Source data »
━━━━

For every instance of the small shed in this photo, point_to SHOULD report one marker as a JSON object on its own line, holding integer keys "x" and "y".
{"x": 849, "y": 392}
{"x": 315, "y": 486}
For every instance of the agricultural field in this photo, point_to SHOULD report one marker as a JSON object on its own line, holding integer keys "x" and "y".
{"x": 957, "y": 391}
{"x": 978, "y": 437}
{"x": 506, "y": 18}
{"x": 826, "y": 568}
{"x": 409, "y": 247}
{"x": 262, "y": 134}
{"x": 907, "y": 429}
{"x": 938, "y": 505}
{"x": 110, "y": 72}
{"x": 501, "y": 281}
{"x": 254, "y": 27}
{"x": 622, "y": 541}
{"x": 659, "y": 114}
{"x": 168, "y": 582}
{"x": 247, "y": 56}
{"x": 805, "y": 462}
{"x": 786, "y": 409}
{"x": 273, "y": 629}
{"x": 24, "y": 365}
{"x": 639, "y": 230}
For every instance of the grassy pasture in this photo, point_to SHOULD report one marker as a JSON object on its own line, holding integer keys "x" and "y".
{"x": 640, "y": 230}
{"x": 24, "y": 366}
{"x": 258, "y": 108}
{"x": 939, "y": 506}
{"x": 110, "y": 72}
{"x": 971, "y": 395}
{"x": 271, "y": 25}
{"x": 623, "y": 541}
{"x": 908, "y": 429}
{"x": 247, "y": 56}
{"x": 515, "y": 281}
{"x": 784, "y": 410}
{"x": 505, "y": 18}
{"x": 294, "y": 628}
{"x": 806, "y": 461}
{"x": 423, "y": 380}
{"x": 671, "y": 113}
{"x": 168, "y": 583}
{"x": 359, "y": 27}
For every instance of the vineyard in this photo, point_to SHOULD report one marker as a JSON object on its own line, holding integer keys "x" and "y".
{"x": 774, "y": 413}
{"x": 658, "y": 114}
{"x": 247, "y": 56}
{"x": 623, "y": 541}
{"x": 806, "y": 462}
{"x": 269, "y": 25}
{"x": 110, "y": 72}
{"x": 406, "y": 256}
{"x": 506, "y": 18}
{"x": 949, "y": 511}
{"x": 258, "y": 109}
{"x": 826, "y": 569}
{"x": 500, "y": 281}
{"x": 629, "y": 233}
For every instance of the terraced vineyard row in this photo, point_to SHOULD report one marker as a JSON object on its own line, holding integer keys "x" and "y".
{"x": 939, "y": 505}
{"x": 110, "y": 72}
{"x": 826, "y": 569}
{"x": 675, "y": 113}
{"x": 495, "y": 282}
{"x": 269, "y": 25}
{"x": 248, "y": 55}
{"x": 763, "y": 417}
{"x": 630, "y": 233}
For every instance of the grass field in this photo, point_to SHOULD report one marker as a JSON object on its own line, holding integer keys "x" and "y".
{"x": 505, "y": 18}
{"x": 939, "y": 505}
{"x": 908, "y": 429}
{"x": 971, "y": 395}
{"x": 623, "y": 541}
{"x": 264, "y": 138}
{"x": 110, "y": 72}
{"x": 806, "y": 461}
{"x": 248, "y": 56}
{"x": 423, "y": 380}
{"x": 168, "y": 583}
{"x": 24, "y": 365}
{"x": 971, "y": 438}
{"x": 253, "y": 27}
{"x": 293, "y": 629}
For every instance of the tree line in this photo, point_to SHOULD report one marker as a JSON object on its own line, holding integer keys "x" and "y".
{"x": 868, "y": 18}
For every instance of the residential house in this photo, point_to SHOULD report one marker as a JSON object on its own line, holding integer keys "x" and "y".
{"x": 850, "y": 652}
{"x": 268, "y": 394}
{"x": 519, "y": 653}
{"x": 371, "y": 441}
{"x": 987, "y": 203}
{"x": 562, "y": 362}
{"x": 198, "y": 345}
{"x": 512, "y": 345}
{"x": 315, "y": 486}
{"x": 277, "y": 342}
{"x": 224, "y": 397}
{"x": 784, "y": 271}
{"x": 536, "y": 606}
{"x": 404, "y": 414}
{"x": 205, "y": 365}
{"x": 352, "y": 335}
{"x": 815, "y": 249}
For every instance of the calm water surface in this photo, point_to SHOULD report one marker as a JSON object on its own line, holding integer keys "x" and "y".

━━━━

What you have to do »
Copy the data verbatim, from the line containing "For every instance of the residential" through the final line of the data, both included.

Task result »
For every instance of the residential house in this photo, point_to SHOULD report one marker as a JSON object on its own line, holding integer keys "x" and "y".
{"x": 850, "y": 652}
{"x": 268, "y": 394}
{"x": 519, "y": 653}
{"x": 371, "y": 441}
{"x": 987, "y": 203}
{"x": 562, "y": 362}
{"x": 198, "y": 345}
{"x": 512, "y": 345}
{"x": 315, "y": 486}
{"x": 277, "y": 342}
{"x": 224, "y": 397}
{"x": 784, "y": 271}
{"x": 536, "y": 606}
{"x": 404, "y": 414}
{"x": 205, "y": 365}
{"x": 352, "y": 335}
{"x": 815, "y": 249}
For every instance of the calm water surface in this photo, point_to SHOULD report one marker as a JSON object on its own line, holding integer keys "x" and "y".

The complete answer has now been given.